- **RECORDS PROVIDED**:
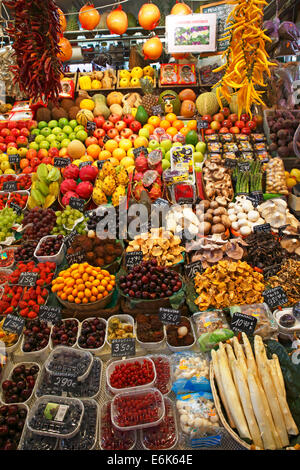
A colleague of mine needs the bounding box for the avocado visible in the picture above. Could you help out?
[135,106,149,125]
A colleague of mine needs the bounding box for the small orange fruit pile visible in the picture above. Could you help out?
[52,263,115,304]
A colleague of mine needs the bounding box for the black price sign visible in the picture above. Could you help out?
[263,286,288,309]
[69,197,85,212]
[253,224,271,233]
[86,121,97,135]
[184,261,203,280]
[8,153,20,165]
[111,338,135,357]
[197,121,209,132]
[64,230,78,249]
[3,314,25,336]
[159,307,181,325]
[133,147,148,158]
[224,158,237,168]
[125,251,144,269]
[231,312,257,335]
[238,162,250,171]
[54,157,71,168]
[247,191,264,207]
[39,305,61,324]
[10,202,22,215]
[2,181,18,193]
[18,272,38,287]
[79,162,92,170]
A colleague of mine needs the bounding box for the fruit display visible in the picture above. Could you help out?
[52,262,115,305]
[119,258,182,300]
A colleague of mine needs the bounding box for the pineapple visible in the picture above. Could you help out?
[140,77,158,116]
[117,165,129,186]
[93,188,107,206]
[102,175,116,196]
[111,185,126,206]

- **WHAT YOU WILL DO**: Repeat the material from its beginning through the line containing "[52,263,115,304]". Leave out the pictures.

- **OUTPUT OF THE TASK**:
A colleague of mine needs the bounding box for the avocado visible in the picture above. Could you help out?
[135,106,149,125]
A colleague of mine needs the bounding box for the small orange fruit pile visible in the picture above. Could you help out?
[52,263,115,304]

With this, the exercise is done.